Given request
Type out the complete listing below word for word, without its pictures.

# # # # #

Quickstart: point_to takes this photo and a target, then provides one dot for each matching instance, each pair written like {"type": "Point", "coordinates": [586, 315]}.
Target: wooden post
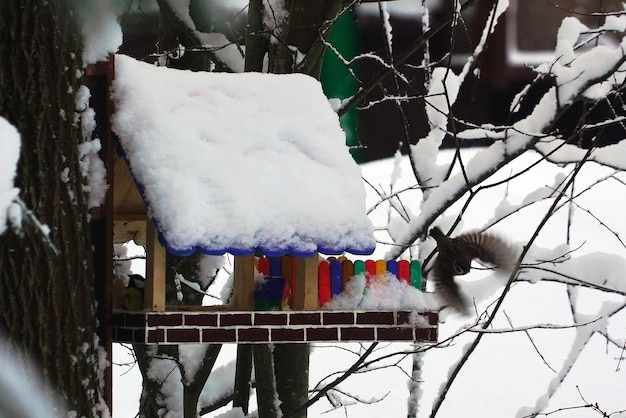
{"type": "Point", "coordinates": [243, 283]}
{"type": "Point", "coordinates": [154, 294]}
{"type": "Point", "coordinates": [306, 296]}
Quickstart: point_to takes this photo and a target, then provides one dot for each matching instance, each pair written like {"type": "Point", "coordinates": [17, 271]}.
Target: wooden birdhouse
{"type": "Point", "coordinates": [254, 165]}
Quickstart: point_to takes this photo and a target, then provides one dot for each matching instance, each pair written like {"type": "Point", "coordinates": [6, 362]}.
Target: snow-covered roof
{"type": "Point", "coordinates": [239, 162]}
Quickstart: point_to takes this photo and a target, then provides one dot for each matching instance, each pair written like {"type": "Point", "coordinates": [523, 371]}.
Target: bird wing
{"type": "Point", "coordinates": [490, 248]}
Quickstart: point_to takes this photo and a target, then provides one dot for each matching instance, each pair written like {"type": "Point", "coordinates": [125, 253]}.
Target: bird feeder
{"type": "Point", "coordinates": [254, 165]}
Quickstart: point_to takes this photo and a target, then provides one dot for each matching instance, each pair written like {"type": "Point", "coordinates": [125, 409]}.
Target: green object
{"type": "Point", "coordinates": [359, 267]}
{"type": "Point", "coordinates": [337, 81]}
{"type": "Point", "coordinates": [416, 274]}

# # # # #

Task response
Quickstart: point_to takes this photo and a target, then provides one dot for each matching instance, each pair written like {"type": "Point", "coordinates": [586, 315]}.
Target: wooden post
{"type": "Point", "coordinates": [243, 283]}
{"type": "Point", "coordinates": [154, 294]}
{"type": "Point", "coordinates": [306, 296]}
Quickstart: point_to takes this photo and a target, then provides one dot for each matching instance, each pair written like {"type": "Point", "coordinates": [17, 271]}.
Target: wooden birdhouse
{"type": "Point", "coordinates": [254, 165]}
Quickstart: point_to takes this photo and a target, then provides one dot for each matching instance, each pair written like {"type": "Point", "coordinates": [6, 362]}.
Target: snow-covered roof
{"type": "Point", "coordinates": [239, 162]}
Quickstart: point_to takes this photo and a target, then provides one dot for each matching instance, each pair written like {"type": "Point", "coordinates": [523, 371]}.
Target: bird wing
{"type": "Point", "coordinates": [490, 248]}
Quickstart: point_to takes this photo and a target, then provides one dot for each matching instance, each pair written like {"type": "Point", "coordinates": [125, 253]}.
Target: bird feeder
{"type": "Point", "coordinates": [254, 165]}
Quickstart: point_to takes this photo and a target, then provides one dot for each matching instance, each pair written like {"type": "Point", "coordinates": [125, 409]}.
Target: green object
{"type": "Point", "coordinates": [359, 267]}
{"type": "Point", "coordinates": [337, 81]}
{"type": "Point", "coordinates": [416, 274]}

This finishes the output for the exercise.